▶ _Work required_
From the records below, pull each line that has "camera".

(Saved data entries)
⁂

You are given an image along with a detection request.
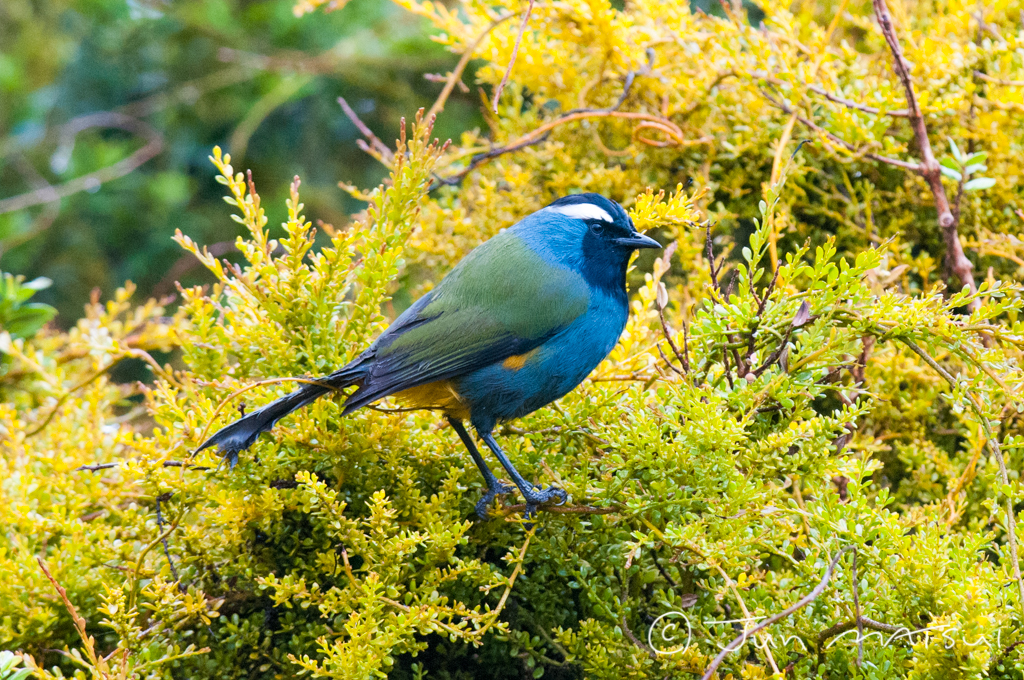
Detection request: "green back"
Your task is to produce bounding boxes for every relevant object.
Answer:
[344,231,589,408]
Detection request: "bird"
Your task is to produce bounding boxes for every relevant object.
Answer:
[197,193,661,518]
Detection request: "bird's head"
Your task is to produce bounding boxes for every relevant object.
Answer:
[519,193,661,295]
[542,193,661,254]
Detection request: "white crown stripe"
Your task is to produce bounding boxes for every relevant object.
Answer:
[545,204,614,222]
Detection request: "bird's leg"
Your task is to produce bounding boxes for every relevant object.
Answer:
[479,430,567,517]
[448,418,515,518]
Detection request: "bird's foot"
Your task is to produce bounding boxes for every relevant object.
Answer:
[475,480,517,520]
[522,485,568,522]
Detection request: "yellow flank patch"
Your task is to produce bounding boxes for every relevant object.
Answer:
[502,348,539,371]
[393,380,470,420]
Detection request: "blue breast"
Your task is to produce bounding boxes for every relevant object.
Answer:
[454,287,628,432]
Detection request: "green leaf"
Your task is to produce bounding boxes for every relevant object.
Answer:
[963,177,996,191]
[963,163,987,175]
[2,303,57,339]
[939,156,961,171]
[964,151,988,164]
[939,166,962,181]
[948,138,963,161]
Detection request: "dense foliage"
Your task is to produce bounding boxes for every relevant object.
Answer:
[5,0,1024,678]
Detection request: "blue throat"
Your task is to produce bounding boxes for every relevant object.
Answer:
[579,229,630,301]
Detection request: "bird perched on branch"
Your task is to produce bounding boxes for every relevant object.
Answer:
[199,193,660,518]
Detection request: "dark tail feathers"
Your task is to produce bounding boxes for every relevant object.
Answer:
[196,363,365,467]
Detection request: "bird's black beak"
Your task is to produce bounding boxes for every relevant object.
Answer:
[613,233,661,250]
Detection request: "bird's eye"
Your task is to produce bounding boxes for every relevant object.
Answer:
[589,222,606,236]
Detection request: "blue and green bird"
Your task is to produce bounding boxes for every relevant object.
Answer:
[199,194,661,517]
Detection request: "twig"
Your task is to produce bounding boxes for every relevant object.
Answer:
[0,112,163,214]
[338,97,394,163]
[76,460,211,472]
[24,347,171,439]
[476,529,533,638]
[428,12,516,120]
[995,640,1024,668]
[129,511,182,612]
[492,0,535,113]
[153,240,243,297]
[806,84,910,117]
[4,154,60,248]
[269,479,300,489]
[432,132,551,187]
[973,71,1024,87]
[873,0,978,305]
[622,614,656,659]
[37,558,106,673]
[564,48,656,115]
[656,342,683,376]
[816,615,903,647]
[76,463,119,472]
[851,550,863,666]
[705,222,721,293]
[765,0,851,269]
[655,241,688,374]
[24,360,120,437]
[434,50,703,187]
[155,495,185,592]
[759,88,920,171]
[496,503,620,517]
[700,547,851,680]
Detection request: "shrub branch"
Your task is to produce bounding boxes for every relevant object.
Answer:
[872,0,978,304]
[700,547,852,680]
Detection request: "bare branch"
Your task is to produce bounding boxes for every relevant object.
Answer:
[427,12,515,120]
[492,0,535,113]
[806,84,910,117]
[76,460,211,472]
[621,615,656,659]
[496,502,620,517]
[973,70,1024,87]
[852,550,863,666]
[0,112,163,214]
[872,0,977,302]
[816,616,903,647]
[433,51,703,188]
[700,547,852,680]
[750,70,910,118]
[759,88,920,171]
[338,97,394,163]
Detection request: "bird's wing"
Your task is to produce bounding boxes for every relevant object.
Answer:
[342,231,589,412]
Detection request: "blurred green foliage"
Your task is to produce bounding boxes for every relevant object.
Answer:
[0,0,481,320]
[0,273,56,342]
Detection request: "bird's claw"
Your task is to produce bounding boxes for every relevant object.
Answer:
[521,486,567,528]
[475,480,517,520]
[476,483,567,521]
[523,485,567,508]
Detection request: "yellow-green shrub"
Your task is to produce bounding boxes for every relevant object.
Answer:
[4,0,1024,678]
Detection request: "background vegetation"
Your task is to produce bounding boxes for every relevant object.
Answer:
[4,0,1024,678]
[0,0,481,319]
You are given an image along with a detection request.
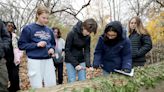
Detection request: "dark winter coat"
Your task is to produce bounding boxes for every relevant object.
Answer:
[0,19,11,59]
[129,31,152,65]
[4,32,14,63]
[65,21,91,67]
[93,21,132,73]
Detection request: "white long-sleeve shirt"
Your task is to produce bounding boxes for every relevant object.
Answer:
[55,38,65,53]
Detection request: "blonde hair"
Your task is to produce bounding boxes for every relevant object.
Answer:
[128,16,149,35]
[35,5,50,21]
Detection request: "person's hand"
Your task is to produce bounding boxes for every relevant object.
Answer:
[55,53,59,59]
[89,67,94,71]
[61,52,65,57]
[75,65,83,71]
[37,41,47,47]
[48,48,55,56]
[14,61,20,66]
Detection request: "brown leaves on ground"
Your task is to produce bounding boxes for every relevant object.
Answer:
[19,55,102,90]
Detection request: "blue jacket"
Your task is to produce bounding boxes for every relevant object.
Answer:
[18,23,55,59]
[93,21,132,73]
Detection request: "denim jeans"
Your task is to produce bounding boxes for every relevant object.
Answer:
[66,62,86,83]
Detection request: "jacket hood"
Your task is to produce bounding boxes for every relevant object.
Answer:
[72,21,83,35]
[104,21,123,40]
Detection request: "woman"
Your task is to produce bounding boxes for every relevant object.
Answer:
[93,21,132,75]
[5,21,23,92]
[65,18,98,83]
[18,5,56,88]
[128,16,152,67]
[52,27,65,84]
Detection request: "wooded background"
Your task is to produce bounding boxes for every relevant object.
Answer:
[0,0,163,90]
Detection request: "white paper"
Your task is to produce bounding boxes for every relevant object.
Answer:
[114,69,134,77]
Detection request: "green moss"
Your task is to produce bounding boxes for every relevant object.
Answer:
[72,61,164,92]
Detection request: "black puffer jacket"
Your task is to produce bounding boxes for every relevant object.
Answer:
[0,19,10,59]
[65,21,91,67]
[129,31,152,63]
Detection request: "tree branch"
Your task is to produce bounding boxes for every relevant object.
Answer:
[41,0,47,7]
[75,0,91,16]
[51,0,92,21]
[126,0,138,16]
[50,0,60,13]
[155,0,164,7]
[51,8,80,20]
[140,0,154,15]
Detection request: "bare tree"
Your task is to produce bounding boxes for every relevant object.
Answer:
[112,0,116,20]
[156,0,164,7]
[50,0,91,20]
[106,0,127,22]
[0,0,92,33]
[126,0,163,16]
[0,0,41,34]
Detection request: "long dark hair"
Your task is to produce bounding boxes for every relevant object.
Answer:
[52,27,61,38]
[103,26,121,46]
[6,21,17,30]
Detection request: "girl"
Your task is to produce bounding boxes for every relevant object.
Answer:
[52,27,65,84]
[128,16,152,67]
[93,21,132,75]
[18,5,56,88]
[5,21,23,92]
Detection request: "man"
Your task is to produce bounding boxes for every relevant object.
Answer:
[0,19,10,92]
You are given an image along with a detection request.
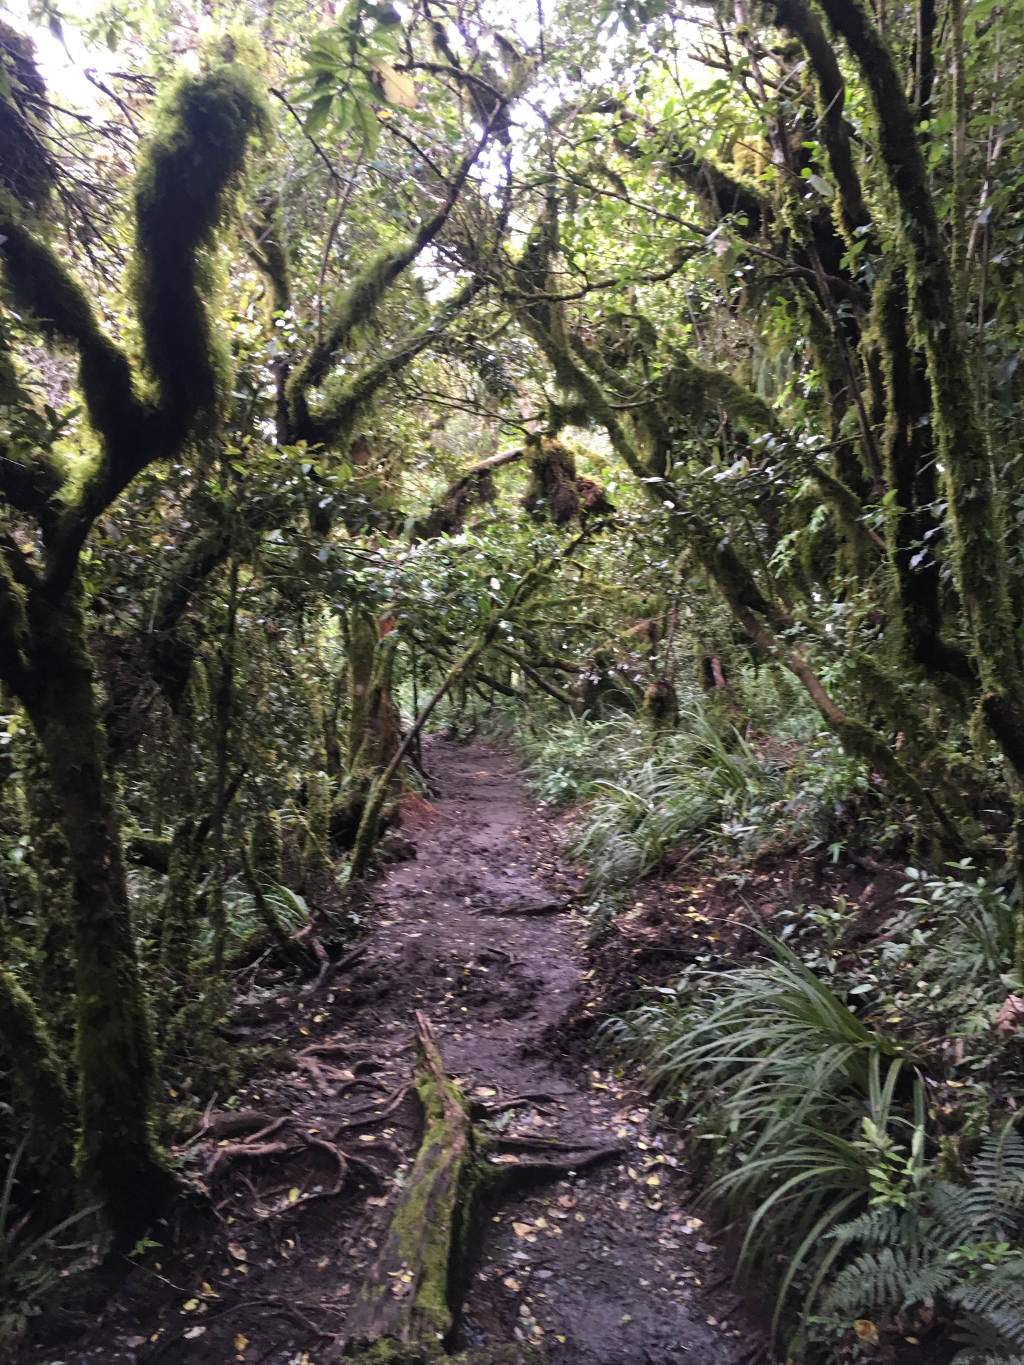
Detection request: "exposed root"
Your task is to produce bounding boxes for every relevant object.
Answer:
[471,1087,569,1119]
[207,1135,293,1179]
[181,1107,278,1148]
[199,1110,394,1214]
[484,901,567,918]
[343,1081,414,1123]
[338,1013,622,1361]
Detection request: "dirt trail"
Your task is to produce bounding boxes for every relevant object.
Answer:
[21,738,768,1365]
[368,738,765,1364]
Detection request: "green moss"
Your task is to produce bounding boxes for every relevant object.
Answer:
[0,967,75,1183]
[347,608,380,769]
[18,589,174,1242]
[663,350,776,433]
[302,770,334,890]
[0,22,53,208]
[21,737,75,1036]
[0,190,146,463]
[523,436,579,524]
[287,238,426,439]
[133,63,269,439]
[818,0,1024,769]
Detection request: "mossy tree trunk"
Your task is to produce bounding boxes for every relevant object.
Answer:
[0,50,266,1240]
[19,589,173,1240]
[0,966,76,1196]
[333,611,402,850]
[810,0,1024,775]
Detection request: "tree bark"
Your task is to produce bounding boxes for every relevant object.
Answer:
[19,589,174,1244]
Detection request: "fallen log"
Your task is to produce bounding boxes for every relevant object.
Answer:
[341,1012,476,1357]
[338,1012,620,1363]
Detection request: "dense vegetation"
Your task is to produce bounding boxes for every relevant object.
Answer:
[2,0,1024,1357]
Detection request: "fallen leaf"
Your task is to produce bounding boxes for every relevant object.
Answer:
[234,1332,249,1352]
[854,1320,879,1345]
[994,994,1024,1035]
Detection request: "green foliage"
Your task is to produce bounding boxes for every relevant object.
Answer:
[605,936,921,1336]
[521,689,873,889]
[222,879,311,952]
[820,1125,1024,1363]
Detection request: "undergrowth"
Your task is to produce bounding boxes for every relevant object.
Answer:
[519,695,874,892]
[518,683,1024,1360]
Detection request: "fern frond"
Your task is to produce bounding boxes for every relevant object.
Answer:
[821,1246,956,1316]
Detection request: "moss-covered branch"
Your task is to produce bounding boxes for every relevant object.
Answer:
[287,119,497,441]
[134,64,268,442]
[764,0,873,244]
[301,279,487,450]
[0,197,150,490]
[1,60,268,590]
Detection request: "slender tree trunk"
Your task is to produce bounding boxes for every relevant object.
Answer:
[210,560,239,978]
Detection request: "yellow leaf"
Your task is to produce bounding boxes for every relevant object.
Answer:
[854,1320,879,1345]
[370,60,418,108]
[513,1222,533,1237]
[233,1333,248,1352]
[288,1187,300,1203]
[182,1299,199,1312]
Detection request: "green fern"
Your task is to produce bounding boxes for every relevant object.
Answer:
[823,1125,1024,1361]
[605,936,922,1340]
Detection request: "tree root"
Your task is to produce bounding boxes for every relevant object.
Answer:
[337,1012,620,1362]
[484,901,567,918]
[197,1111,390,1213]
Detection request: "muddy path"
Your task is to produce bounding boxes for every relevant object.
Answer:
[21,738,769,1365]
[368,739,765,1364]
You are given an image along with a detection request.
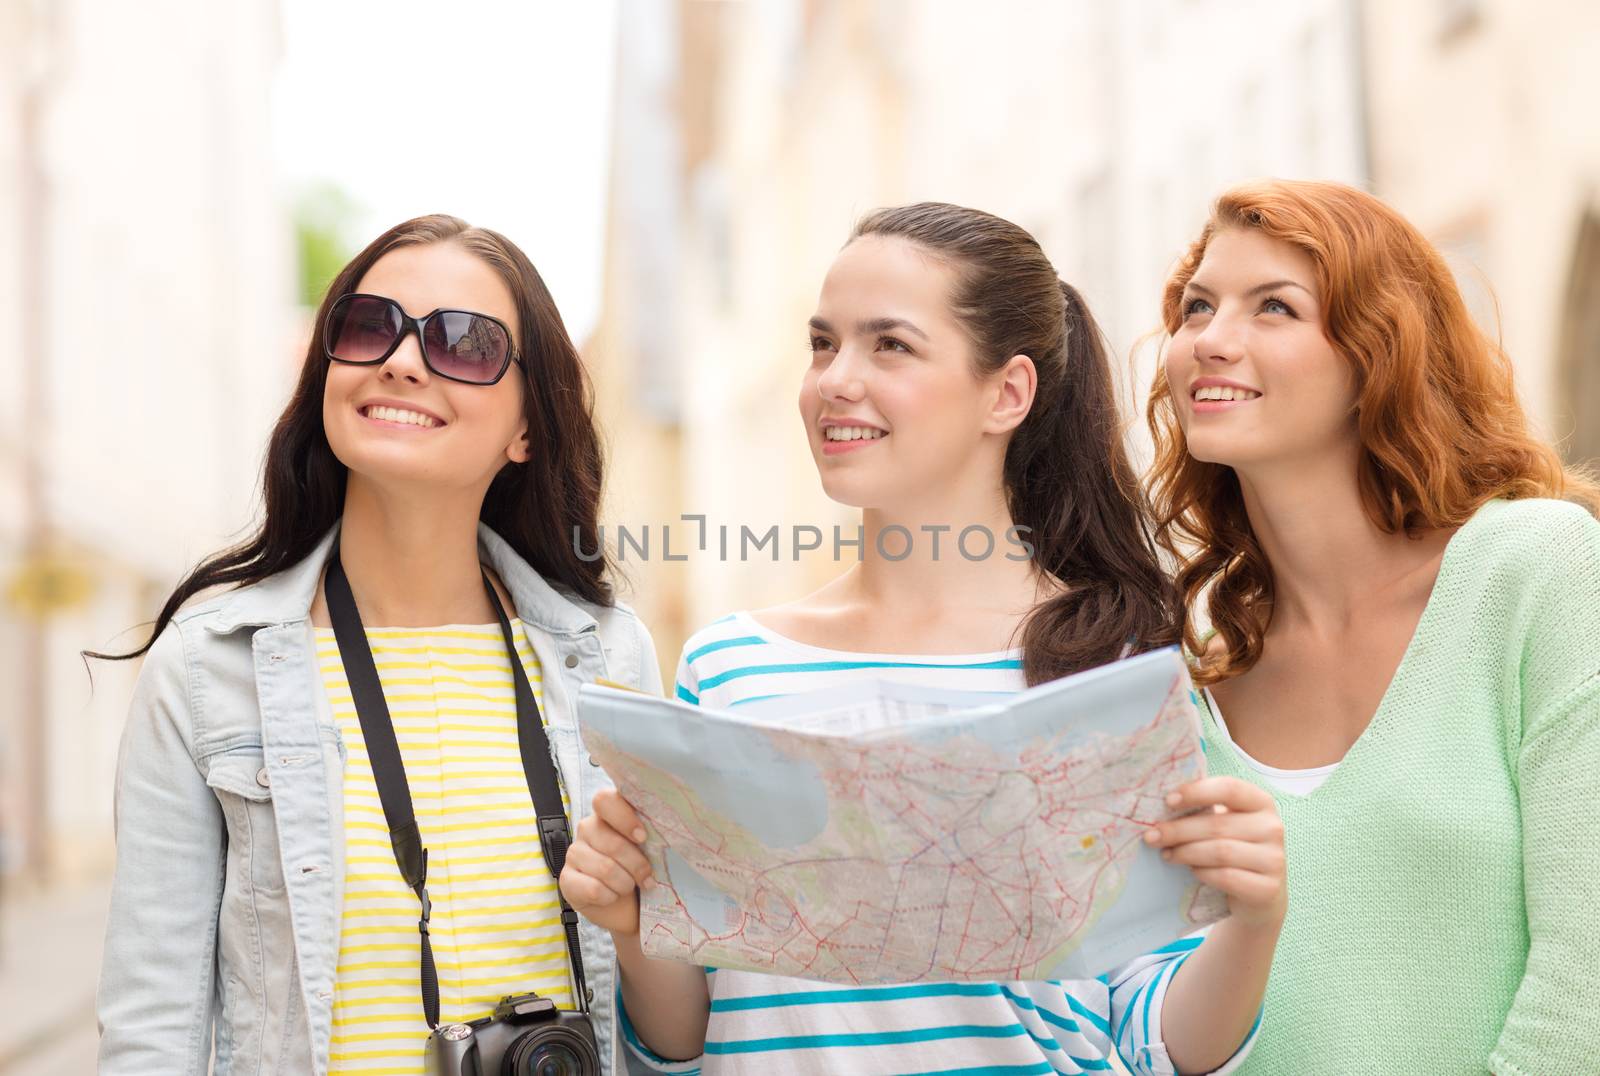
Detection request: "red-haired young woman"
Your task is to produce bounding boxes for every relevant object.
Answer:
[1148,179,1600,1075]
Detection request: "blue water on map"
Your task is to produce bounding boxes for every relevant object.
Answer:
[663,846,733,924]
[579,694,830,848]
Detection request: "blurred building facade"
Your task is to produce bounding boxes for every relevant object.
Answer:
[1362,0,1600,465]
[589,0,1368,676]
[0,0,295,886]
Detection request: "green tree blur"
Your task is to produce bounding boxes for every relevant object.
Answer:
[293,182,361,308]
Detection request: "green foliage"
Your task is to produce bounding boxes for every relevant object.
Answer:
[293,183,361,308]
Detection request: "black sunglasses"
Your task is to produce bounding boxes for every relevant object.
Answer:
[324,293,522,385]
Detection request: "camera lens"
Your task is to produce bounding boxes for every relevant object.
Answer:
[530,1044,579,1076]
[506,1028,599,1076]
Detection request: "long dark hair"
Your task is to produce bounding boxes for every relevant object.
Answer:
[98,214,612,660]
[852,203,1179,684]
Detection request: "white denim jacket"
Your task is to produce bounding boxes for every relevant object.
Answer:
[96,524,662,1075]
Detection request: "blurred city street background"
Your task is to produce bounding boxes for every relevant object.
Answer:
[3,1,1599,1071]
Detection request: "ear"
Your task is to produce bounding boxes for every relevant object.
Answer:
[506,419,531,464]
[983,354,1037,435]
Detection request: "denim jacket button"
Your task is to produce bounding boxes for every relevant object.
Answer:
[564,654,579,669]
[256,768,271,788]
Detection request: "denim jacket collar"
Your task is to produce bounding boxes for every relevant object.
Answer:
[207,523,601,637]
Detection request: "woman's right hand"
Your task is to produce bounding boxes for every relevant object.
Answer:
[559,788,657,937]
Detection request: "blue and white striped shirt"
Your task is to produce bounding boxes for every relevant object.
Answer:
[620,613,1256,1076]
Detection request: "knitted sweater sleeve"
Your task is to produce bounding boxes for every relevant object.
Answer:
[1489,503,1600,1076]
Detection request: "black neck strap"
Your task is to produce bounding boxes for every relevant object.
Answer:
[323,541,591,1027]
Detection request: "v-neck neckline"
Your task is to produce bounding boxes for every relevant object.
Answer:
[1206,501,1494,802]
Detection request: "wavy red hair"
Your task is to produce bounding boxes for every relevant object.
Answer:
[1147,179,1599,685]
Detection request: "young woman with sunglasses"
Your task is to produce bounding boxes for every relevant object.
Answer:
[1148,180,1600,1074]
[560,204,1285,1075]
[95,216,660,1074]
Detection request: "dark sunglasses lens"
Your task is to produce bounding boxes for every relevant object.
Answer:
[328,295,402,363]
[424,311,511,382]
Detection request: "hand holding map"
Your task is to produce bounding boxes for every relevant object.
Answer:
[577,647,1226,985]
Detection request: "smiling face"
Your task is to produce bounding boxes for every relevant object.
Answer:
[322,241,530,494]
[1164,227,1358,472]
[800,235,1022,510]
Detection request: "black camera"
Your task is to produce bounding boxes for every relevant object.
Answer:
[425,992,601,1076]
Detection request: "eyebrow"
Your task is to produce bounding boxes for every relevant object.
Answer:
[808,315,930,341]
[1184,279,1315,301]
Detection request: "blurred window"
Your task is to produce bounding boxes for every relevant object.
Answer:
[1436,0,1483,44]
[1561,211,1600,467]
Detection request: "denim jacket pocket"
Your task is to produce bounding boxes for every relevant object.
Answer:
[205,747,307,1074]
[205,748,288,895]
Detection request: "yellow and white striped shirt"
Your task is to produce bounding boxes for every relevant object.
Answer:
[316,620,571,1074]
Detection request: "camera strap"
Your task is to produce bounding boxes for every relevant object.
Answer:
[324,542,592,1029]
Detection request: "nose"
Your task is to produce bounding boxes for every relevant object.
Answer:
[379,324,431,385]
[815,343,867,402]
[1191,307,1245,365]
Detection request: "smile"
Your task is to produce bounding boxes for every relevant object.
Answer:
[821,425,887,456]
[1190,384,1261,413]
[1192,385,1261,402]
[824,426,886,442]
[360,404,444,429]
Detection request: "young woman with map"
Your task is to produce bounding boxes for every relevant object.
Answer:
[560,203,1287,1075]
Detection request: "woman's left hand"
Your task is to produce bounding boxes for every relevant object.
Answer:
[1144,776,1287,929]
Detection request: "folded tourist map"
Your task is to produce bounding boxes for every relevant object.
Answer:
[577,647,1226,984]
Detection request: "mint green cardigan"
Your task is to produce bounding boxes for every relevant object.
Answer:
[1196,498,1599,1075]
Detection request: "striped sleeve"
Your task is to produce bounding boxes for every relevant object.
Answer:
[1105,929,1260,1075]
[618,983,704,1075]
[673,640,701,705]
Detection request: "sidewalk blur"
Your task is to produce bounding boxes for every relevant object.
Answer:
[0,876,109,1074]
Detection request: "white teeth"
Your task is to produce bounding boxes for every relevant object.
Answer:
[365,405,441,428]
[1193,385,1261,402]
[825,425,886,441]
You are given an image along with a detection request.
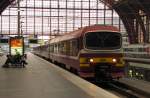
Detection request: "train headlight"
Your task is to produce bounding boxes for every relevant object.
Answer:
[112,58,117,63]
[89,58,94,63]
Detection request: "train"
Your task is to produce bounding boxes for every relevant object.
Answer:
[33,25,125,82]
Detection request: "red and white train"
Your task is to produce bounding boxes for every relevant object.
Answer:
[33,25,125,81]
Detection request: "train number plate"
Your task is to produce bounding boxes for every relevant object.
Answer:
[100,58,106,62]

⁂

▶ _Reply_
Detection request: "camera lens"
Detection request: "black camera"
Detection request: "camera strap"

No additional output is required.